■ **THE DATA**:
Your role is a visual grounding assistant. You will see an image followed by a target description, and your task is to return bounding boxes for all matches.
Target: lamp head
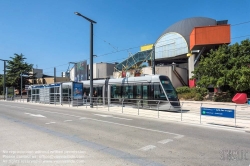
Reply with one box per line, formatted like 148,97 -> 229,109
74,12 -> 81,16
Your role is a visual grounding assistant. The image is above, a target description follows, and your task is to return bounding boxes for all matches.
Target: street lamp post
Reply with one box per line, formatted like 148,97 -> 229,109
0,59 -> 7,100
74,12 -> 96,108
152,45 -> 155,75
20,73 -> 23,99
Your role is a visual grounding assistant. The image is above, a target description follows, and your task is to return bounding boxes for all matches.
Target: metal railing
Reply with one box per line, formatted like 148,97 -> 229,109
5,95 -> 250,130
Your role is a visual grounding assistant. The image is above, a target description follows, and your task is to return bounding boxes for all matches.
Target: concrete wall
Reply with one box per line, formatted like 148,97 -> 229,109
178,63 -> 188,69
142,66 -> 173,78
93,63 -> 115,79
112,65 -> 188,88
120,66 -> 188,88
175,67 -> 188,87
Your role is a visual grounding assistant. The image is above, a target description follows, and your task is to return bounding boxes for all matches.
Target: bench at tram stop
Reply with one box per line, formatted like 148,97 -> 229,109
232,93 -> 249,105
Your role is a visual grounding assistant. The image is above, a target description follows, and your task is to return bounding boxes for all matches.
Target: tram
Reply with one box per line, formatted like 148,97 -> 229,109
81,75 -> 181,111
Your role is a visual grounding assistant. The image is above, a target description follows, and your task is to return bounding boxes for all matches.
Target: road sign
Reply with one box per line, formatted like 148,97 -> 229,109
201,107 -> 235,118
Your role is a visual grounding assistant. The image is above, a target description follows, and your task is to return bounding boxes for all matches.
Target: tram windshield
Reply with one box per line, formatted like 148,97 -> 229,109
159,76 -> 178,99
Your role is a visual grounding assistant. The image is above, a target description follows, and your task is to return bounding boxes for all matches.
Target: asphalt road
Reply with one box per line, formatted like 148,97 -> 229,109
0,101 -> 249,166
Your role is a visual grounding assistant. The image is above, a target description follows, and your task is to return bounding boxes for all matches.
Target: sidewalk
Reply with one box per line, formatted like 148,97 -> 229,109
3,99 -> 250,132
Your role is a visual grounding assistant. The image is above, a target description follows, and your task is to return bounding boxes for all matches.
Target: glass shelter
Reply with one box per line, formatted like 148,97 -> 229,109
27,82 -> 83,106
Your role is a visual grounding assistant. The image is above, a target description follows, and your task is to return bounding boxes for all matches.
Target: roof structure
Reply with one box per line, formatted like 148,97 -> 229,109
157,17 -> 217,46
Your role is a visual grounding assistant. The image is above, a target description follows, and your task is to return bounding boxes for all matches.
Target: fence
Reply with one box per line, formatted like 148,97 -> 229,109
5,96 -> 250,130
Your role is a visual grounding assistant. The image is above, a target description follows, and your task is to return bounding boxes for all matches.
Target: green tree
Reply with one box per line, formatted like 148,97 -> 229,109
193,39 -> 250,92
6,53 -> 33,94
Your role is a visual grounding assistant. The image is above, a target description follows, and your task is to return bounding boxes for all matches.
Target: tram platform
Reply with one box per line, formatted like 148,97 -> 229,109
7,99 -> 250,132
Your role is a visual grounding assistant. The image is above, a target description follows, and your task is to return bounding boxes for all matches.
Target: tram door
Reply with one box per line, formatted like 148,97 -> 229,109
142,85 -> 148,107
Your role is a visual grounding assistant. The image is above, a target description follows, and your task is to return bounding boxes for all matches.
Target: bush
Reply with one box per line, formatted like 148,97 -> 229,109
194,87 -> 208,97
178,92 -> 196,100
176,86 -> 191,94
177,86 -> 208,101
213,92 -> 233,102
194,93 -> 203,101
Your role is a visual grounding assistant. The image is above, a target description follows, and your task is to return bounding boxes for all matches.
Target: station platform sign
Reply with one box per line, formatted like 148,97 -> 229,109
201,107 -> 235,118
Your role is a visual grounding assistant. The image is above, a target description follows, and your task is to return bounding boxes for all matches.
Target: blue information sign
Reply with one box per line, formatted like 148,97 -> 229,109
201,107 -> 235,118
73,82 -> 83,100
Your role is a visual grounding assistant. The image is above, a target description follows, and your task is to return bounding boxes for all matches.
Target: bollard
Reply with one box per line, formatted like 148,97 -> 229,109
108,102 -> 109,111
122,98 -> 124,113
96,97 -> 98,110
157,101 -> 160,118
68,96 -> 70,107
200,103 -> 203,124
86,98 -> 88,108
181,102 -> 184,121
138,100 -> 141,115
108,98 -> 110,111
235,105 -> 237,127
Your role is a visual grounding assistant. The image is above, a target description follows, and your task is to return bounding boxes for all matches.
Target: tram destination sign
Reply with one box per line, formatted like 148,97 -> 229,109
201,107 -> 235,118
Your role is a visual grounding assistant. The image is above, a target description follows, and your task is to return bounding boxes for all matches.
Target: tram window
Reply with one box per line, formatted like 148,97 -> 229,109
127,85 -> 133,99
83,87 -> 90,96
135,85 -> 142,99
154,84 -> 166,100
93,87 -> 102,97
122,85 -> 133,99
96,87 -> 103,97
112,85 -> 121,98
122,85 -> 128,99
111,86 -> 115,98
149,84 -> 154,100
98,87 -> 102,97
161,82 -> 177,98
142,84 -> 149,99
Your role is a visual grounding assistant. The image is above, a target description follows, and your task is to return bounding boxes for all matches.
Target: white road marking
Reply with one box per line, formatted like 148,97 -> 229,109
0,103 -> 246,133
139,145 -> 156,151
158,139 -> 173,144
111,117 -> 132,120
94,114 -> 132,120
25,113 -> 46,118
86,117 -> 182,136
64,120 -> 72,122
45,122 -> 56,125
2,104 -> 183,136
94,114 -> 112,117
79,117 -> 88,120
174,135 -> 184,139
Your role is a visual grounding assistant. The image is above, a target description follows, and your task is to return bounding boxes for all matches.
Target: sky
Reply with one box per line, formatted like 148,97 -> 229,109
0,0 -> 250,76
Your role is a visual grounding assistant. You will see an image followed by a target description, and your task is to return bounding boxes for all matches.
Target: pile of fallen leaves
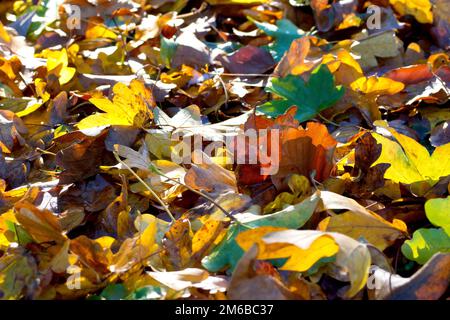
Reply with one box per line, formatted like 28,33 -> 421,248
0,0 -> 449,300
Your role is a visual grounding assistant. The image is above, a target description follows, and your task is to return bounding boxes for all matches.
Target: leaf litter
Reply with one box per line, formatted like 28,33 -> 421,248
0,0 -> 449,300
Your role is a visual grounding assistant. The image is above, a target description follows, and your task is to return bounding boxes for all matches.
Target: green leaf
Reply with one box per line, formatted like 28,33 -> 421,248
202,192 -> 320,272
160,35 -> 178,68
257,64 -> 345,122
251,18 -> 305,61
98,284 -> 128,300
425,196 -> 450,235
126,286 -> 164,300
401,228 -> 450,265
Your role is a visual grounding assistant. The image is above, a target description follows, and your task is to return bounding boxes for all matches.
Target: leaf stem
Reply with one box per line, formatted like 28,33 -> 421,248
113,151 -> 176,222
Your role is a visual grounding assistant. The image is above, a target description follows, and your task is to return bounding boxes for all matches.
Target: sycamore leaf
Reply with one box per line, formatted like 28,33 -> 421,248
251,18 -> 305,61
316,191 -> 407,250
77,80 -> 154,130
347,75 -> 404,122
401,228 -> 450,265
258,64 -> 344,122
425,196 -> 450,235
371,124 -> 450,195
389,0 -> 433,24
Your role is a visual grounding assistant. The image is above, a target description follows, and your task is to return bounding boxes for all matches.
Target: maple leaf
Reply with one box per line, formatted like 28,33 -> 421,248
77,80 -> 155,129
371,123 -> 450,195
250,18 -> 306,61
257,64 -> 345,122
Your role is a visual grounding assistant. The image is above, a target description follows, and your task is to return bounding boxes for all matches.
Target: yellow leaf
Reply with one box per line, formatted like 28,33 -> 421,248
0,21 -> 11,43
333,49 -> 364,86
389,0 -> 433,24
0,209 -> 17,249
85,17 -> 117,40
372,124 -> 450,194
318,210 -> 407,251
77,80 -> 154,129
261,230 -> 371,298
192,216 -> 227,259
0,57 -> 19,80
336,13 -> 363,30
46,49 -> 76,85
34,78 -> 50,103
351,76 -> 405,96
14,202 -> 67,244
236,226 -> 339,272
110,214 -> 159,273
263,174 -> 311,214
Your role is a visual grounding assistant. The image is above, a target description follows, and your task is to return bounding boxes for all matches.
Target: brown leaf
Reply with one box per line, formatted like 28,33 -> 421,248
161,218 -> 193,270
218,45 -> 275,75
54,129 -> 110,184
390,252 -> 449,299
69,235 -> 111,274
227,245 -> 298,300
14,201 -> 66,244
0,110 -> 28,153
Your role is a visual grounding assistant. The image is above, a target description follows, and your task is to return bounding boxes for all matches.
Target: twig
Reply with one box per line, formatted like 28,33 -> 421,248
177,2 -> 208,19
317,113 -> 340,127
146,163 -> 243,225
113,151 -> 175,222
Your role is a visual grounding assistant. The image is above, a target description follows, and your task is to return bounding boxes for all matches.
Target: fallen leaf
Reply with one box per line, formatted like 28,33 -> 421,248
251,18 -> 305,61
258,64 -> 345,122
77,80 -> 154,130
386,253 -> 450,300
202,192 -> 320,272
389,0 -> 433,24
14,201 -> 66,244
227,245 -> 296,300
425,196 -> 450,235
371,123 -> 450,195
401,228 -> 450,264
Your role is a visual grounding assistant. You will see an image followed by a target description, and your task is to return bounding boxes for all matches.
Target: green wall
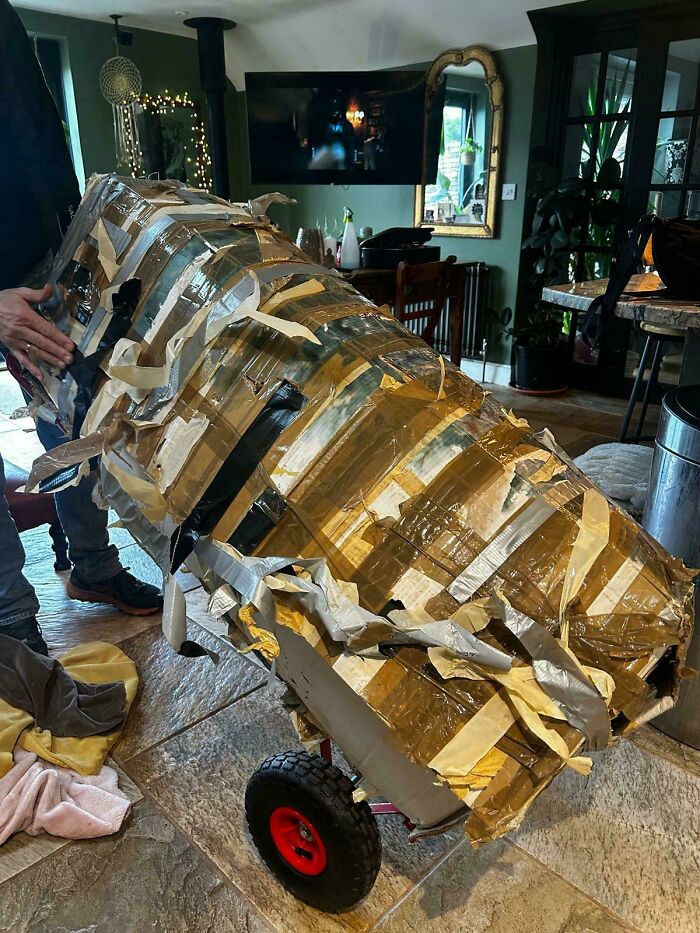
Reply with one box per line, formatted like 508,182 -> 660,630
15,7 -> 239,188
243,45 -> 537,363
13,7 -> 535,363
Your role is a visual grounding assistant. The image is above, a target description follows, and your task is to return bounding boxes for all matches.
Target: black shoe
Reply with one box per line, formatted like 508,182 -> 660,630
1,617 -> 49,655
66,568 -> 163,616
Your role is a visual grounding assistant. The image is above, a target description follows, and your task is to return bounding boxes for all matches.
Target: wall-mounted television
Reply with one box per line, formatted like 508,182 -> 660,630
245,71 -> 428,185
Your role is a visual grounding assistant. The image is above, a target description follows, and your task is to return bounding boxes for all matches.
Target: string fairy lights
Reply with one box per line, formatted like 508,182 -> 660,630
124,90 -> 212,190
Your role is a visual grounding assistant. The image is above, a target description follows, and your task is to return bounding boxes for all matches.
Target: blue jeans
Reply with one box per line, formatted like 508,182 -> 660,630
0,415 -> 122,627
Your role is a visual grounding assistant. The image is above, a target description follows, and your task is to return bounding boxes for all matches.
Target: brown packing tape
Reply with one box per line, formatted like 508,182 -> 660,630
34,176 -> 693,847
465,747 -> 569,843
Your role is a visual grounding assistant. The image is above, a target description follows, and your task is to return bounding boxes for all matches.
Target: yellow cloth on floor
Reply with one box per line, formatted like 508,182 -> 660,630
0,641 -> 138,778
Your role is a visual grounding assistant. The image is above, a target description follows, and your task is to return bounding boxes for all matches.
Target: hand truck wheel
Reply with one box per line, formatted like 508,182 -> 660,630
245,749 -> 382,913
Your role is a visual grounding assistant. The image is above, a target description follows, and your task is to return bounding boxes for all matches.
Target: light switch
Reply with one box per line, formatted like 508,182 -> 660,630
501,183 -> 517,201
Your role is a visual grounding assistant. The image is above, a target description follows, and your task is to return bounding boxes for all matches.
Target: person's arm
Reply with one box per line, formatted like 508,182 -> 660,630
0,284 -> 74,380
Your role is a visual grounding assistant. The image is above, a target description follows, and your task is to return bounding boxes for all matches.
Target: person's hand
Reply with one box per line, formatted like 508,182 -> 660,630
0,284 -> 74,380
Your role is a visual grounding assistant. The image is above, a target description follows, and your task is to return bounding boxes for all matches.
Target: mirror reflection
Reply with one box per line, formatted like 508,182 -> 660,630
423,61 -> 491,228
415,47 -> 503,238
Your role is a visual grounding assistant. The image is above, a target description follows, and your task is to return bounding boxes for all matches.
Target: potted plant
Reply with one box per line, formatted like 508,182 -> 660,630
460,136 -> 482,166
436,171 -> 454,222
513,156 -> 621,392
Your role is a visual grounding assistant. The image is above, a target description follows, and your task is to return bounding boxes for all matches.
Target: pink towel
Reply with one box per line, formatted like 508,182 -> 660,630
0,748 -> 131,844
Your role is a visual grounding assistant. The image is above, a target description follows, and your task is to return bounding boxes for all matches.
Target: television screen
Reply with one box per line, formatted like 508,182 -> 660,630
246,71 -> 428,185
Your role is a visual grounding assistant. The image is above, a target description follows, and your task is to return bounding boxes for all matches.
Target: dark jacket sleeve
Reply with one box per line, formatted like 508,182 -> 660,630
0,0 -> 81,288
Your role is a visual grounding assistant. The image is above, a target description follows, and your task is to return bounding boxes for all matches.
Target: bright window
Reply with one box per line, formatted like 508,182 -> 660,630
29,32 -> 85,188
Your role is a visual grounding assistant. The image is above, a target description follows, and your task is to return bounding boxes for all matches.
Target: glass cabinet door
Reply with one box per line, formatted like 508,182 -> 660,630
648,39 -> 700,219
561,48 -> 638,377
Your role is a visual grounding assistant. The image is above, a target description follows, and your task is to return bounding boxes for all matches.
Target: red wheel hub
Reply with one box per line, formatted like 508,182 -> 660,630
269,806 -> 327,875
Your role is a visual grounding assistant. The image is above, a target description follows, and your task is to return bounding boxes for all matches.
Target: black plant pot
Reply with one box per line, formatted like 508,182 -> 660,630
513,342 -> 567,393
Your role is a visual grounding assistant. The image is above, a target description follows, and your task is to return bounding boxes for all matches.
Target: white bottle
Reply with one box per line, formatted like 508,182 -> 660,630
323,234 -> 337,259
340,207 -> 360,270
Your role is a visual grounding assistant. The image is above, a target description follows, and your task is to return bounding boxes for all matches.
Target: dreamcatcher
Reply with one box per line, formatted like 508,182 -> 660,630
99,14 -> 142,171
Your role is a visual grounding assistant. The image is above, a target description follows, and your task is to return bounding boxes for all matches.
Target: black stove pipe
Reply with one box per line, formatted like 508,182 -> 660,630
184,16 -> 237,200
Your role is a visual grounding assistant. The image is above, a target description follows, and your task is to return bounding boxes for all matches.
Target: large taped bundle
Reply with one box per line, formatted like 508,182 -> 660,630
27,175 -> 694,843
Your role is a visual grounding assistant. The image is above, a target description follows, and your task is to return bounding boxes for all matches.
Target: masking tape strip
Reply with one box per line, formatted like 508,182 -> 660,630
428,648 -> 592,773
490,592 -> 612,750
428,691 -> 515,779
150,413 -> 210,493
162,573 -> 215,660
95,218 -> 119,281
586,558 -> 641,617
261,278 -> 325,312
101,451 -> 168,521
559,488 -> 610,646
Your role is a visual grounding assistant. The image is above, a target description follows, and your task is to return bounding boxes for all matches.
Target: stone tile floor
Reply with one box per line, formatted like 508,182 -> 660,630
0,375 -> 696,933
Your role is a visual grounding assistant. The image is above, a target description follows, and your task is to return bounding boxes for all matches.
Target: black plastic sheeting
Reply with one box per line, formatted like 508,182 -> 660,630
170,380 -> 305,570
229,486 -> 288,555
67,276 -> 141,438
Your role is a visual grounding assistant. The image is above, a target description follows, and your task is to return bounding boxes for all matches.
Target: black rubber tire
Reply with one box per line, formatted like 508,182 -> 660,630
245,750 -> 382,913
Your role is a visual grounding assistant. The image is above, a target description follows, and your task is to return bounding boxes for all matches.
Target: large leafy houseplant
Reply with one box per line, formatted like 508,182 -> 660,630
510,155 -> 621,389
579,60 -> 630,279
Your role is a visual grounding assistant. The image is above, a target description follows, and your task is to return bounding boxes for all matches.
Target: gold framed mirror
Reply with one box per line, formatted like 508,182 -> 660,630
414,47 -> 504,238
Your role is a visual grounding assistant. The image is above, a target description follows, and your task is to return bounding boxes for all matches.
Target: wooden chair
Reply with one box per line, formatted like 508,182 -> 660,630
4,459 -> 70,571
394,255 -> 458,359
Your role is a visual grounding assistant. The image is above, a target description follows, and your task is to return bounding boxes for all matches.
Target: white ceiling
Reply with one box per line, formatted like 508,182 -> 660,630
14,0 -> 579,87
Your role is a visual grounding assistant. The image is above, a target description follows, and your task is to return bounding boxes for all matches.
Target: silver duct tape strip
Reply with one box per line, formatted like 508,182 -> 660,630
51,174 -> 121,281
193,539 -> 512,669
177,188 -> 215,207
385,618 -> 512,671
102,217 -> 131,259
138,261 -> 333,419
98,465 -> 174,576
58,374 -> 77,426
77,305 -> 109,356
113,205 -> 253,286
490,592 -> 612,750
448,499 -> 558,603
112,213 -> 181,285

■ **WORK INSTRUCTIONS**:
Copy nothing but the lines from the top of the material through the line holding "Target: street lamp post", exactly as written; omit pictures.

■ **RESULT OF THE EXERCISE**:
Your role is a visual grounding assistant. You will see an image followed by a target description, and your task is to return bounding boxes for all matches.
Target: lamp head
Reply with one box per line, formatted like 148,97 -> 229,109
74,12 -> 81,16
Your role is a visual grounding assistant. The image is above, a target description follows, and your task is to return bounding boxes for all matches.
Target: street lamp post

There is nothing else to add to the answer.